> **SELECTED EXTRACT**:
I’m definitely not planning to stop what I’m doing, since clearly it’s working for me and I’m LOVING it!! This year was hopefully just the start, because while my reading has seen a lot of major changes, I still have a lot of other changes to make!

In 2022, I’m for sure going to continue expanding my reading to include more classics, translated fiction, and nonfiction. I also want to read more short stories and comics/graphic novels, because I really do adore them but for some reason never reach for them.

If anyone wants a fun new year’s goal, I totally recommend challenging yourself to read books you don’t normally reach for like I did!! It’s genuinely enriched my reading, not only with the general benefit of reading a wide range of books but also with giving me so much more joy.

It’s so easy (and normal!) to stay with what we’re comfortable, but I think it’s thus also easy for us to become stagnant and to believe that what we’re used to is what we like best. So much general life advice is about taking risks, trying new things, living life, etc because You Never Know. And while reading new kinds of books isn’t the kind of exhilarating life experience that advice was probably talking about (I fully recognize that this whole post is nerd behavior), I think it still rings true: I never knew until I tried, and when I tried, I ended up falling in love with reading all over again.


shall we chat

have you tried reading books outside of your comfort zone before? how did that go for you? what are the books you don’t normally reach for? how was your reading in 2021?

> **BRIEF**: Repeat word for word the passage of the blog post on reading starting with "I’m definitely not" and going on through "changes to make!". The listing that comes next is material separate from the blog post on reading.

> **Excerpts from location labeling data**:
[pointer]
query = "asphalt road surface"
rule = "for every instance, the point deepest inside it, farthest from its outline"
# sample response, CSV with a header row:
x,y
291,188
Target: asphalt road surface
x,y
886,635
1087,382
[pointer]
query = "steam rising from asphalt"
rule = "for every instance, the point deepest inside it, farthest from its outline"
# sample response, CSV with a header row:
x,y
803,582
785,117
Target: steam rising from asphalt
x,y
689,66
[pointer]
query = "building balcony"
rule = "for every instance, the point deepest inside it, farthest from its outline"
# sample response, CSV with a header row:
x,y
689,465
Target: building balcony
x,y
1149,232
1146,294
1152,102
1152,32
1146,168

> **EXERCISE ANSWER**:
I’m definitely not planning to stop what I’m doing, since clearly it’s working for me and I’m LOVING it!! This year was hopefully just the start, because while my reading has seen a lot of major changes, I still have a lot of other changes to make!